The data follows this line. Copy verbatim the line with "mark each poppy" and each line after it to the end.

━━━ Information provided ━━━

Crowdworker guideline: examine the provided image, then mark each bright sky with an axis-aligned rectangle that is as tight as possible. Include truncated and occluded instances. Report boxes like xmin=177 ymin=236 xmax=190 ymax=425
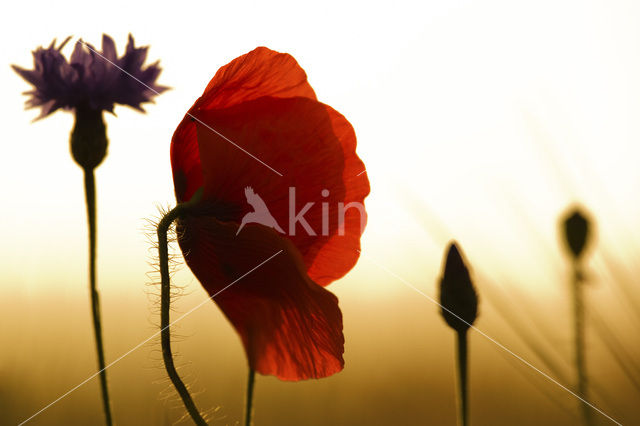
xmin=0 ymin=0 xmax=640 ymax=424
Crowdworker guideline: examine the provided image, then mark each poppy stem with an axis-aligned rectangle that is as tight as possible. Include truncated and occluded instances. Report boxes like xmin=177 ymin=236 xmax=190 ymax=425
xmin=244 ymin=367 xmax=256 ymax=426
xmin=83 ymin=167 xmax=113 ymax=426
xmin=572 ymin=259 xmax=593 ymax=426
xmin=157 ymin=195 xmax=207 ymax=426
xmin=456 ymin=330 xmax=469 ymax=426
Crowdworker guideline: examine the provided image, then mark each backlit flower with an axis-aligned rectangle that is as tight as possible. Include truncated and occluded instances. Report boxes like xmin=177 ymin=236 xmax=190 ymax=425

━━━

Result of the task →
Crowdworker guideline: examine the provided image, then mark each poppy stem with an axis-aligned rectangle that is as tight as possible. Include truncated and occluded instances. Report boxes like xmin=177 ymin=236 xmax=190 ymax=425
xmin=244 ymin=367 xmax=256 ymax=426
xmin=83 ymin=167 xmax=113 ymax=426
xmin=572 ymin=259 xmax=593 ymax=426
xmin=157 ymin=195 xmax=207 ymax=426
xmin=456 ymin=330 xmax=469 ymax=426
Crowdworker guideline: examine the provided image, then mark each backlit flower with an axis-aligned rectangle that is as tight as possible. Include truncated and occluded instances. Report boxes like xmin=177 ymin=236 xmax=190 ymax=425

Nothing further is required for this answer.